(EXTRACT Opens)
The scene last Saturday afrernoon in Louisville, Kentucky looked quite familiar to locals. After two years of subdued Derby celebrations, the iconic Churchill Downs hosted a crowd of more than 147,000, resembling races of yesteryear and bringing back a sense of normalcy to a city deeply affected by the events of 2020. 

Louisville has changed since COVID-19 hit the U.S. In March of the same year Breonna Taylor, an aspiring nurse and EMT, died at the hands of local police. And by that summer, Kentucky’s largest city became a pseudo Ground Zero for Black Lives Matter protests. Though the events have forever changed the metropolis, Governor Andy Beshear says his hope is to move toward community healing.

“I get that I will never be able to feel the weight of hundreds of years of slavery and Jim Crow or segregation,” Beshear tells EBONY. “But I can listen to those who do. And I can try to learn. And we can act together.”
(EXTRACT Closes)
(DATA Opens)
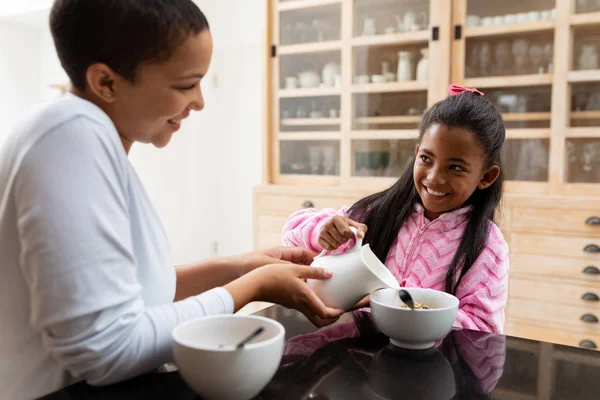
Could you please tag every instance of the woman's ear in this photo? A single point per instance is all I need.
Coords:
(100, 79)
(489, 177)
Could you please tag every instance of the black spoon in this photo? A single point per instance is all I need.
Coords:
(406, 298)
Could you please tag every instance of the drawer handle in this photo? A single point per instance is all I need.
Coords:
(592, 319)
(591, 270)
(593, 221)
(308, 204)
(591, 248)
(590, 297)
(588, 344)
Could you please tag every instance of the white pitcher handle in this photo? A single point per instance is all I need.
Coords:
(357, 245)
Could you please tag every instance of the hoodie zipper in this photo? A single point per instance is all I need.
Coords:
(423, 227)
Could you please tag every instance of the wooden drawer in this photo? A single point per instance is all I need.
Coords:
(559, 336)
(561, 246)
(268, 239)
(271, 223)
(553, 315)
(553, 291)
(584, 222)
(269, 204)
(559, 267)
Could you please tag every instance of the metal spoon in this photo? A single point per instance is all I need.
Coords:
(406, 298)
(248, 338)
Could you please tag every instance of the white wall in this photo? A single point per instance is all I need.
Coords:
(19, 73)
(201, 184)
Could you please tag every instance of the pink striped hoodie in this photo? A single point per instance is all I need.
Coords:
(421, 256)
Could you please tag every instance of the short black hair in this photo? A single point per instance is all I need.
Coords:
(120, 33)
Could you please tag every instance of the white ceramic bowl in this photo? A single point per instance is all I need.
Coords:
(225, 373)
(418, 329)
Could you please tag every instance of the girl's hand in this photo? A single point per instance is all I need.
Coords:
(336, 232)
(285, 284)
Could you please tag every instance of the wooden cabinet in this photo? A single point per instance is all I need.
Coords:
(349, 80)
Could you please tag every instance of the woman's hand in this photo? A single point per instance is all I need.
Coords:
(285, 284)
(277, 255)
(336, 232)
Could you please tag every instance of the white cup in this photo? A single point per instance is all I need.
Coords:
(534, 15)
(473, 20)
(487, 21)
(363, 79)
(510, 18)
(291, 82)
(356, 273)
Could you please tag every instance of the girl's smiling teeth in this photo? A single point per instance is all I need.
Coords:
(434, 193)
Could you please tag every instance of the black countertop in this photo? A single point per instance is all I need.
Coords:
(352, 360)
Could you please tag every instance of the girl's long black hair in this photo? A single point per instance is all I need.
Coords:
(385, 212)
(DATA Closes)
__WHAT YOU NEED TO DO__.
1. Can you rewrite the part of the Louisville article that begins with the words containing "Louisville has changed" and ends with "toward community healing.", changing "metropolis" to "city"?
2. What comes next in the Louisville article? Continue it from its last sentence.

__ANSWERS TO THE TASKS__.
1.
Louisville has changed since COVID-19 hit the U.S. In March of the same year Breonna Taylor, an aspiring nurse and EMT, died at the hands of local police. And by that summer, Kentucky’s largest city became a pseudo Ground Zero for Black Lives Matter protests. Though the events have forever changed the city, Governor Andy Beshear says his hope is to move toward community healing.

2.
The governor shares that healing for the people of Louisville must come with reconcilliation. It’s why he’s working with Breonna Taylor’s family and mom to address fractures in the city’s status quo, requiring enhanced law enforcement training for those sworn to serve and protect, and championing a $100 million-dollar project in West Louisville that includes erecting the first hospital for the neighborhood in more than 150 years. 

“We’ll also have one of the largest Goodwill campuses,” Beshear adds. “And we're going to have more than 300 new jobs in about a three block area of higher education, ensuring that we are providing hope and that everyone has the option to go from high school to the workforce or to higher education. We just want to make sure that while we don't pick people's path, they all have one.”

Remaining splinters among some residents exist, but the 148th Kentucky Derby was a welcomed reminder for many that there is life after an upending storm. It was also an opportunity to drive revenue back to the area after two years of decreased Derby participation. While Louisville Tourism is still awaiting the total figure generated by the Derby, a typical Derby weekend brings in roughly $400 million. Louisville's biggest revenue generator of the year is a game changer for the city and, subsequently, its local Black businesses and residents.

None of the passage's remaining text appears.